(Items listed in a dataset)
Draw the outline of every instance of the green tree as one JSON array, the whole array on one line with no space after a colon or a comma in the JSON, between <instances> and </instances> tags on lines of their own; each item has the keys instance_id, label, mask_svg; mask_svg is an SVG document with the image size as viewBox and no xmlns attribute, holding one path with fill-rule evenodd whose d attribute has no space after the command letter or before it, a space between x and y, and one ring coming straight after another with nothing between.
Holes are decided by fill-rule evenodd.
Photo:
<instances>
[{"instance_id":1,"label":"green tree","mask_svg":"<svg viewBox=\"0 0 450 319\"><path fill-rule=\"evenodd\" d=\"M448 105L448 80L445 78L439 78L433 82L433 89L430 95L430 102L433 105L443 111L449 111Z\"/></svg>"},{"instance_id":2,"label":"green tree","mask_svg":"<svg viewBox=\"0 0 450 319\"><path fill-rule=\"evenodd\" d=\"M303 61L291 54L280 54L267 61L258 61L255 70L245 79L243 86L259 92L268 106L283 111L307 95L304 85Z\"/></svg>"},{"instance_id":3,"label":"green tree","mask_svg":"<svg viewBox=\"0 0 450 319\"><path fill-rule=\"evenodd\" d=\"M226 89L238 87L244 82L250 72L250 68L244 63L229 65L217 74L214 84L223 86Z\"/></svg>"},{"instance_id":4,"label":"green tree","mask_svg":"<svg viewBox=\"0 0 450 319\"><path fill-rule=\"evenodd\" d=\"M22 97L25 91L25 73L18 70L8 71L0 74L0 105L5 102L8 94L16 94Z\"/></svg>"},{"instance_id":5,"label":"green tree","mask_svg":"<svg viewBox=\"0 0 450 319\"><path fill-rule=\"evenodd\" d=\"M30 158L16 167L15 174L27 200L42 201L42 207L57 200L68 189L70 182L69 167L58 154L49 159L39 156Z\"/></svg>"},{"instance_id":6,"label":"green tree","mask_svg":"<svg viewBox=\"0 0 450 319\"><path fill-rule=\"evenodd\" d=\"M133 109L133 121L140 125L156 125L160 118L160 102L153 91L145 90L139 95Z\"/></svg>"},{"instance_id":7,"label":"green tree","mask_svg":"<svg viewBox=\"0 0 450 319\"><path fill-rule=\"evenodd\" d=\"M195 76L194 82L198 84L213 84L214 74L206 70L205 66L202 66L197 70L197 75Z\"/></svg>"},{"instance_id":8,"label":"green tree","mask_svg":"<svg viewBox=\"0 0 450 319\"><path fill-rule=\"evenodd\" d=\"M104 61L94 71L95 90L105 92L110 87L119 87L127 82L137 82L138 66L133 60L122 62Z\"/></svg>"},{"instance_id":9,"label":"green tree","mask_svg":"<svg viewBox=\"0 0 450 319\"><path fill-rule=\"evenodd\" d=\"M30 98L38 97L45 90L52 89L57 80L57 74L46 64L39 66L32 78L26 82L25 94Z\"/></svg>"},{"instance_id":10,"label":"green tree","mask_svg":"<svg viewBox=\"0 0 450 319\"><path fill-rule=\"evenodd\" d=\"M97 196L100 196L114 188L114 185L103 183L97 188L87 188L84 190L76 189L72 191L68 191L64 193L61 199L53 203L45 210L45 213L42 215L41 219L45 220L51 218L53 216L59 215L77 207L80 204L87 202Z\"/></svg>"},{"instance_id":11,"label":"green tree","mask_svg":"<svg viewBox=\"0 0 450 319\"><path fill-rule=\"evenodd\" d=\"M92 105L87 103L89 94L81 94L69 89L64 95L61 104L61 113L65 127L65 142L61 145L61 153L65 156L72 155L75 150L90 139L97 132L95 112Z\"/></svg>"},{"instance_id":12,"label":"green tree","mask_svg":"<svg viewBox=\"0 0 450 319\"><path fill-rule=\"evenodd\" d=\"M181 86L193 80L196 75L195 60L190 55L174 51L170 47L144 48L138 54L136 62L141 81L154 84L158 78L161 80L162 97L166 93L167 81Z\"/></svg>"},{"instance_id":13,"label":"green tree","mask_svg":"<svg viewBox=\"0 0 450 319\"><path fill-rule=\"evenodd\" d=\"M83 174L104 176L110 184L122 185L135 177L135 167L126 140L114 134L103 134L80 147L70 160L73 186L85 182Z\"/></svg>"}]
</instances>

## EXERCISE REQUIREMENTS:
Tally the lines of the records above that contain the string "Holes", with case counting. What is the total? Reply with the number alone.

## FINAL RESULT:
1